**Exercise prompt**:
Please count the lines in the entries below that contain the string "window", treating uppercase and lowercase as different, and give only the number.

**Data entries**:
(begin)

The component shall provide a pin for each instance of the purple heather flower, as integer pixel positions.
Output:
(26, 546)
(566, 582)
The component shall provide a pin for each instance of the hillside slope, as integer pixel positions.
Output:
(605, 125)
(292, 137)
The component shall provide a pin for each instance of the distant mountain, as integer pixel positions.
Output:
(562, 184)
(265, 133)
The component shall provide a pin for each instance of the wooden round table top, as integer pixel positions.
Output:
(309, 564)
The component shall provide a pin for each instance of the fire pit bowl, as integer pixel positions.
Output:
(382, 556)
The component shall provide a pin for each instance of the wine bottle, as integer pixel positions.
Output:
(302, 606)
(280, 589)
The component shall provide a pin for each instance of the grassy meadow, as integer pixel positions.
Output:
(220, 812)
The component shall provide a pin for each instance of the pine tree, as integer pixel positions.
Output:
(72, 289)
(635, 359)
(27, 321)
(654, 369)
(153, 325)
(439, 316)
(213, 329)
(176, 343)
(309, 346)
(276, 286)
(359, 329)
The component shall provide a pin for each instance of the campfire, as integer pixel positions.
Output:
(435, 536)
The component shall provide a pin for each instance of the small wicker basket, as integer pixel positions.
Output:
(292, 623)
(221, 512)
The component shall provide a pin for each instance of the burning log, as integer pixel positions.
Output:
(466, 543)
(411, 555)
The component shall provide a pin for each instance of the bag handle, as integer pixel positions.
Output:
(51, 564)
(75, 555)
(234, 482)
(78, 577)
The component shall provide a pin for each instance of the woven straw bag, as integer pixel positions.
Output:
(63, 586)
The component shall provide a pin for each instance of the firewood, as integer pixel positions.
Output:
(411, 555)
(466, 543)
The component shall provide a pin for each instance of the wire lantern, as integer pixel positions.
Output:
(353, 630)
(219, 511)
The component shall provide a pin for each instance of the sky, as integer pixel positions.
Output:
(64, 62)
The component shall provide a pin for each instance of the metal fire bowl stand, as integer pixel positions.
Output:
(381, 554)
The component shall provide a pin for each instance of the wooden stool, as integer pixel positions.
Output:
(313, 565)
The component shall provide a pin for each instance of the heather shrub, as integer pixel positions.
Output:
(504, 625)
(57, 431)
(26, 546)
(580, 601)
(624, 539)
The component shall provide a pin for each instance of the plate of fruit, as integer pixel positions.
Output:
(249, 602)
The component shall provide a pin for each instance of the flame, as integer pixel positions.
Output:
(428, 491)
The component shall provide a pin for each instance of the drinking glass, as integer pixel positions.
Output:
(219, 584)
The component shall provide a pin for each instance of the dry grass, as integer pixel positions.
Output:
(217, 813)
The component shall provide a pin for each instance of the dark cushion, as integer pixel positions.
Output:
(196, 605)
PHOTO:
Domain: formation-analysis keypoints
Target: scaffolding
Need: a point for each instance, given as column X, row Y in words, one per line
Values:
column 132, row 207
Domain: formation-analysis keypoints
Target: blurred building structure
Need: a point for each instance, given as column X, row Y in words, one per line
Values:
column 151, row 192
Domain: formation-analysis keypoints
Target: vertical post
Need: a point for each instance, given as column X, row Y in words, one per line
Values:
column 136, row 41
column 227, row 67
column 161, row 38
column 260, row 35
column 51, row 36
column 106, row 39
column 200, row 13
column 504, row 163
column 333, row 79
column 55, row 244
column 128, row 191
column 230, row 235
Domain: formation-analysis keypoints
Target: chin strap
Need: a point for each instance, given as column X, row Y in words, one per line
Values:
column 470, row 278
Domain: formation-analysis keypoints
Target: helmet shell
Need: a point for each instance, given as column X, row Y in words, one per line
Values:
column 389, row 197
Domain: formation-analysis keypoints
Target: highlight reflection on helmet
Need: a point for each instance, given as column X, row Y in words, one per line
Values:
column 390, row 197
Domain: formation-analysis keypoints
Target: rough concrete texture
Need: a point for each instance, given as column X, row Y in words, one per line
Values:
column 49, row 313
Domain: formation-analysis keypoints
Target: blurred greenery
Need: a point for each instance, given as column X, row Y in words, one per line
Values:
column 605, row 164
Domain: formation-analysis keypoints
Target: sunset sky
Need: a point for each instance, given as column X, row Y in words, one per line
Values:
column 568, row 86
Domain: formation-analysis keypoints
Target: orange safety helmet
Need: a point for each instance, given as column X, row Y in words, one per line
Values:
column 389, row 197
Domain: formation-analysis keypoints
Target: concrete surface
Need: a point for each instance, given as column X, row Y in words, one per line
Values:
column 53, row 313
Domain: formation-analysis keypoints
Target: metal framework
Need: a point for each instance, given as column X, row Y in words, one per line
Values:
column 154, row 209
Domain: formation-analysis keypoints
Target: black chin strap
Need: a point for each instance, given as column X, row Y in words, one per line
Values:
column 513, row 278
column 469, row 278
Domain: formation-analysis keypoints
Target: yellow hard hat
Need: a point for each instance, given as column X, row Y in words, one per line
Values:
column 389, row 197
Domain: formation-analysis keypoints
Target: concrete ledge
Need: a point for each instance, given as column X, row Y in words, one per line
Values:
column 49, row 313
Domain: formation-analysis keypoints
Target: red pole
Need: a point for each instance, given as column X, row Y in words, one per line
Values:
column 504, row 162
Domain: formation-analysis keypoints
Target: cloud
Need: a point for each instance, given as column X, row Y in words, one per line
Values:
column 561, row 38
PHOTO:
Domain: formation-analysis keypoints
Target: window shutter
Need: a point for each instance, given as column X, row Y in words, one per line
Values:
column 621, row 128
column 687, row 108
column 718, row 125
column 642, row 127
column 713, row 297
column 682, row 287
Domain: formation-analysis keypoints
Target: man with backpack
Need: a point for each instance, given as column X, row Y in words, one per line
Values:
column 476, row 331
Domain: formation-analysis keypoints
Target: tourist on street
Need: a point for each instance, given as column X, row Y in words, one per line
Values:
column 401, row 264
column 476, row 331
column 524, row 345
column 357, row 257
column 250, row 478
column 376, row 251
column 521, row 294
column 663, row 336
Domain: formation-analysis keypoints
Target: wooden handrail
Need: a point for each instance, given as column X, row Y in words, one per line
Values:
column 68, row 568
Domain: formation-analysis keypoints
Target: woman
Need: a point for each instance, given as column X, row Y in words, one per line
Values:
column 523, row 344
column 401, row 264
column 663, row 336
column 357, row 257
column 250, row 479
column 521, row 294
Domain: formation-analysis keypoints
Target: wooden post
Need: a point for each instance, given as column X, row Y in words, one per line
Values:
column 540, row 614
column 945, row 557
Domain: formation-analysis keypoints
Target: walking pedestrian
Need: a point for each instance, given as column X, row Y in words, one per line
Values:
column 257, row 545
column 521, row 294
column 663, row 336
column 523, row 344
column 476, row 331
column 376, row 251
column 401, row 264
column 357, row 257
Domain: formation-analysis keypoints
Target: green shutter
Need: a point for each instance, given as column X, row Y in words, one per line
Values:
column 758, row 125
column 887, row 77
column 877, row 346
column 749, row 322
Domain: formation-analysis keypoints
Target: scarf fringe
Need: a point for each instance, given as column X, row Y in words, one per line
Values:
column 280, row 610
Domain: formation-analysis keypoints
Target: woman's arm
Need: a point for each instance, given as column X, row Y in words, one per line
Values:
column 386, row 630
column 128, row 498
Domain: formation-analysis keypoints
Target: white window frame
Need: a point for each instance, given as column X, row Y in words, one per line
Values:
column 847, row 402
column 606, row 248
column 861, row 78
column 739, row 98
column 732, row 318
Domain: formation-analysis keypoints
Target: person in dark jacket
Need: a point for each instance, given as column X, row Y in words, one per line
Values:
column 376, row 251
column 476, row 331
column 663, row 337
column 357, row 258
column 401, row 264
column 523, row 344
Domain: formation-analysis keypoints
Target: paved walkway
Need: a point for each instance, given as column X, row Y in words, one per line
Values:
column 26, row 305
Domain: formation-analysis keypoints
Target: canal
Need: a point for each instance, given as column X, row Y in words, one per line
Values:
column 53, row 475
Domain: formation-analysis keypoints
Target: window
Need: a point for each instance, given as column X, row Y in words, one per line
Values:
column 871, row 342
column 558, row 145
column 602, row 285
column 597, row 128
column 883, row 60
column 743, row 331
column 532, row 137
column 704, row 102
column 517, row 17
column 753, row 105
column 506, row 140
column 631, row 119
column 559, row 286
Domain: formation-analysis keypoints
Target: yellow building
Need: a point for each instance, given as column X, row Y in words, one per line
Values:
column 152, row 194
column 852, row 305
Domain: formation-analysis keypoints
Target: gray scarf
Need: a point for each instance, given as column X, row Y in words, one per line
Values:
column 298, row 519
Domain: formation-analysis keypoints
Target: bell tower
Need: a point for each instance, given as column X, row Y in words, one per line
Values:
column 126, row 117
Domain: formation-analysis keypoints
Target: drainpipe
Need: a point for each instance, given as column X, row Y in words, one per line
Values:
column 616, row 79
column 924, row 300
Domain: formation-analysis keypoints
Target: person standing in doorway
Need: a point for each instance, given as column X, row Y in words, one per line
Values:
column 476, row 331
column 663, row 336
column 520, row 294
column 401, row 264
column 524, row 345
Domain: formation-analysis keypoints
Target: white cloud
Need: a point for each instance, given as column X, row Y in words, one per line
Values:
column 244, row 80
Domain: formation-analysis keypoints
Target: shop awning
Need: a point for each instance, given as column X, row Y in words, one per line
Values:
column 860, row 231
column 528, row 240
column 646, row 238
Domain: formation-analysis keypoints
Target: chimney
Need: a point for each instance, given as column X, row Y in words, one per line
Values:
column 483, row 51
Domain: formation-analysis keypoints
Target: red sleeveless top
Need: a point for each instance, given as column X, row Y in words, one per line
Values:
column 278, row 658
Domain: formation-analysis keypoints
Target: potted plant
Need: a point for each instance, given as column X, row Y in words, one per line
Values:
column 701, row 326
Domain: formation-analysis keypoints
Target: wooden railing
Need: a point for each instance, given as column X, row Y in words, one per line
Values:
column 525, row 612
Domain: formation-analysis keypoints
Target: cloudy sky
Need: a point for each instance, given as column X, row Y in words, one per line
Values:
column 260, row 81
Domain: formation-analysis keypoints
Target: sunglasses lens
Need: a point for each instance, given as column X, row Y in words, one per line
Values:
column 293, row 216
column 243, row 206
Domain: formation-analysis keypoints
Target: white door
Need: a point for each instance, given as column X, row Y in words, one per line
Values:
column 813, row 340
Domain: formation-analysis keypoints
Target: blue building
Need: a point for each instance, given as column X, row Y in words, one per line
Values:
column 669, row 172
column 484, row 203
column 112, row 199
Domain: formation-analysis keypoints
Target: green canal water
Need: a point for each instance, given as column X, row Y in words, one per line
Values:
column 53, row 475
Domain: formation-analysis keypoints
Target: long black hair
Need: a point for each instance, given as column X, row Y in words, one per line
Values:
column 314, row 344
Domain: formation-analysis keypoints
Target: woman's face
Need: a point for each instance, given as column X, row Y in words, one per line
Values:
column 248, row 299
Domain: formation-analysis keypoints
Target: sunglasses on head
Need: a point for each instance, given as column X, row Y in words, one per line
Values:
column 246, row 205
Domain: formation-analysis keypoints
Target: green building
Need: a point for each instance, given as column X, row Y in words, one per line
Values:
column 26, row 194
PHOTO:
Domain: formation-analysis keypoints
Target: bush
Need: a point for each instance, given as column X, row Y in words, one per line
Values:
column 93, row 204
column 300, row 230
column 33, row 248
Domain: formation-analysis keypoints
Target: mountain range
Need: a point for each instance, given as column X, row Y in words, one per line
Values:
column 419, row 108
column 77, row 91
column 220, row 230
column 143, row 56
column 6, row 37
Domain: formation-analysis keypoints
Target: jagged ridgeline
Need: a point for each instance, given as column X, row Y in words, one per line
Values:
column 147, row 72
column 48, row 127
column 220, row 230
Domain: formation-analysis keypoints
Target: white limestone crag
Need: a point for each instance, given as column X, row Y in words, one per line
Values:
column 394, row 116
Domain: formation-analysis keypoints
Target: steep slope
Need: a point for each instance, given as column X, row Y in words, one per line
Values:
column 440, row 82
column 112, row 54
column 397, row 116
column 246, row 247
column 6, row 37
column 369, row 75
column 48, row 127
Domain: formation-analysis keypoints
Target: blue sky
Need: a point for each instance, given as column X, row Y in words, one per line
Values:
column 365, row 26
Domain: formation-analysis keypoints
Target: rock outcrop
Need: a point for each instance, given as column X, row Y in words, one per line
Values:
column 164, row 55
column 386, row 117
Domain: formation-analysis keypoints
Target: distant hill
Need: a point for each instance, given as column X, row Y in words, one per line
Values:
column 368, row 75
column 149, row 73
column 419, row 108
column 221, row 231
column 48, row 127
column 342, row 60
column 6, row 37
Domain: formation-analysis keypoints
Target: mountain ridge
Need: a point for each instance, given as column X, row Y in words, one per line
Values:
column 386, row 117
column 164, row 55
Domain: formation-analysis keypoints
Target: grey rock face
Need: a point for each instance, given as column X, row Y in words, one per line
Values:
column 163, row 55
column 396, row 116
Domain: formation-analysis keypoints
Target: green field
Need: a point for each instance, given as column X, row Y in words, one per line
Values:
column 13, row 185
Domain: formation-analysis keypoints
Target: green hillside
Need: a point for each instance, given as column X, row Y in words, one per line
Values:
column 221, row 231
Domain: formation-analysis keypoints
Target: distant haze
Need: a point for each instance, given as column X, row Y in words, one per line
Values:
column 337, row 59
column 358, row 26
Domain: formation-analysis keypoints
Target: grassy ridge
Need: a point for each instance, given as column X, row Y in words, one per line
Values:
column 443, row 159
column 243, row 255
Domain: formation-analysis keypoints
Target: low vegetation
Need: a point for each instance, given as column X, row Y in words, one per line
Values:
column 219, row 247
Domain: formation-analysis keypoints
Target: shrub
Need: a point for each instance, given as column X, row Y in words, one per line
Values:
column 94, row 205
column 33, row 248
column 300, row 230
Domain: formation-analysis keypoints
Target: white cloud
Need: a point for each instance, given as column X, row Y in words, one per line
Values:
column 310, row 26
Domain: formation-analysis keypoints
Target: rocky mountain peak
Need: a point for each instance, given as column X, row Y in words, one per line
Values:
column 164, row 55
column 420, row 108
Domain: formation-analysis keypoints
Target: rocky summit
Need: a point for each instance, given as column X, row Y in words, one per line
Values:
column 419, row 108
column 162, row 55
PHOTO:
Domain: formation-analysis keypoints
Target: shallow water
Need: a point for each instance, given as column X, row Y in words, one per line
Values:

(end)

**Solution for this exercise**:
3